PROBLEM REQUIREMENTS. Print, exactly and completely, the data that appears below.

=== Begin Enclosure ===

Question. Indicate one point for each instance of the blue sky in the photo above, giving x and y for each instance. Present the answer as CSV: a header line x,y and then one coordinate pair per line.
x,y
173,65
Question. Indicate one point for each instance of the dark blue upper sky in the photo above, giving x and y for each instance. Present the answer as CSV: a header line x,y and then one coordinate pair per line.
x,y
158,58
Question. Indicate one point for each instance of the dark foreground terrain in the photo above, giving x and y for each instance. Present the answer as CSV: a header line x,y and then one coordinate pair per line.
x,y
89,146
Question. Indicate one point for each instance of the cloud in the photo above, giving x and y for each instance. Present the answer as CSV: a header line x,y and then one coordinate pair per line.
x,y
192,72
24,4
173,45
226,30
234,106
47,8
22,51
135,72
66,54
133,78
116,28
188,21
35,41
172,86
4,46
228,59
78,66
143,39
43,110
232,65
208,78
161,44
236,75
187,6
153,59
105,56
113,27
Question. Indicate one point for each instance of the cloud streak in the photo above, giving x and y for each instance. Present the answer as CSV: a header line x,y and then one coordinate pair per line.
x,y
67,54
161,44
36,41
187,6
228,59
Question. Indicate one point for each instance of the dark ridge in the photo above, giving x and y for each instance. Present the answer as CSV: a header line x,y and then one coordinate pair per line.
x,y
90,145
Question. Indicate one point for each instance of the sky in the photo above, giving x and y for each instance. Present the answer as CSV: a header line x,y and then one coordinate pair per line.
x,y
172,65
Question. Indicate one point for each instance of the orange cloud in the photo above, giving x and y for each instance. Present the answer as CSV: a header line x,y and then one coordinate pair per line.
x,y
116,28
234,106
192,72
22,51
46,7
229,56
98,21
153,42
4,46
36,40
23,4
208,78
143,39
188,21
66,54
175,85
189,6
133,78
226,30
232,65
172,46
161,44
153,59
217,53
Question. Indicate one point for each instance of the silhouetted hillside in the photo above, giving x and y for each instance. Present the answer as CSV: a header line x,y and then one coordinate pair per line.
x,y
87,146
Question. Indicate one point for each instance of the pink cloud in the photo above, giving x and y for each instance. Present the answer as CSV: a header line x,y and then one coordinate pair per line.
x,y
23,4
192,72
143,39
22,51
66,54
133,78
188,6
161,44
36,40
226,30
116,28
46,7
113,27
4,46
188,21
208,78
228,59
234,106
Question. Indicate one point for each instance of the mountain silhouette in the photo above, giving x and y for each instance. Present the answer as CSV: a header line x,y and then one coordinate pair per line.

=== End Enclosure ===

OUTPUT BELOW.
Question. Indicate one point for each instance of the blue sky in the photo above, giving x and y for each instance. Present the answer as CSV: a header line x,y and then one coordinate pair per line.
x,y
173,65
Question. Indicate one point for each instance of the dark blue upper sky in the photo above, giving x and y for each instance. Present the answer as CSV: a header line x,y and then one coordinate pair per line.
x,y
158,58
Question. Indicate one point for each instance of the dark foreground terrain in the photo above, giving x and y for each instance. Present the answer as CSV: a header line x,y and then one coordinate pair per line.
x,y
89,146
Question. Indicate one point for each instance of the cloud in the photo above, giving x and y for each instance. Present the answer as CSV: a header line x,y and then one coordinate pair per line.
x,y
192,72
24,4
173,45
226,30
234,106
47,8
22,51
135,72
66,54
133,78
116,28
188,21
35,41
172,86
4,46
228,59
78,66
143,39
43,110
232,65
208,78
161,44
236,75
187,6
153,59
105,56
113,27
Question. Indicate one point for each instance of the cloud streak in the photo above, giving x and y for each instance. Present the answer as CSV: a header line x,y and then one coordinate pair per line.
x,y
67,54
161,44
36,41
187,6
228,59
Question. Indicate one point for each instance of the dark ridge in the photo above, giving x and y for each instance. Present the answer as CSV: a header line x,y and then one coordinate pair per line.
x,y
90,145
Question. Indicate one point for each instance of the sky in the photo above, giving x and y for each instance. Present the answer as CSV: a header line x,y and then one coordinate pair per line.
x,y
172,65
Question. Indicate one point for each instance of the orange cloud in the photo above, giving x and y for each instance. Present the answer as CSV: a header line x,y and then one coordinate pair per line.
x,y
116,28
234,106
192,72
22,51
46,7
229,56
98,21
153,42
4,46
36,40
23,4
208,78
143,39
188,21
66,54
175,85
189,6
133,78
226,30
232,65
172,46
161,44
153,59
217,53
Question. Indicate one point for each instance of the silhouetted hillside in the photo above, giving x and y for each instance. Present the answer as CSV: a header line x,y and then one coordinate pair per line.
x,y
87,146
Question. Indicate one point for each instance of the pink cloud in the photo above, giving x and y for each instance. Present the answer as CSV: a header line x,y and then one coordinate pair per line.
x,y
23,4
192,72
143,39
22,51
66,54
133,78
188,6
161,44
36,40
226,30
116,28
46,7
113,27
4,46
188,21
208,78
228,59
234,106
Question. Indicate one point for each instance of the mountain silhouette in the photo above, giving x and y for each instance. Present the answer as CSV: a header line x,y and then one coordinate pair per line.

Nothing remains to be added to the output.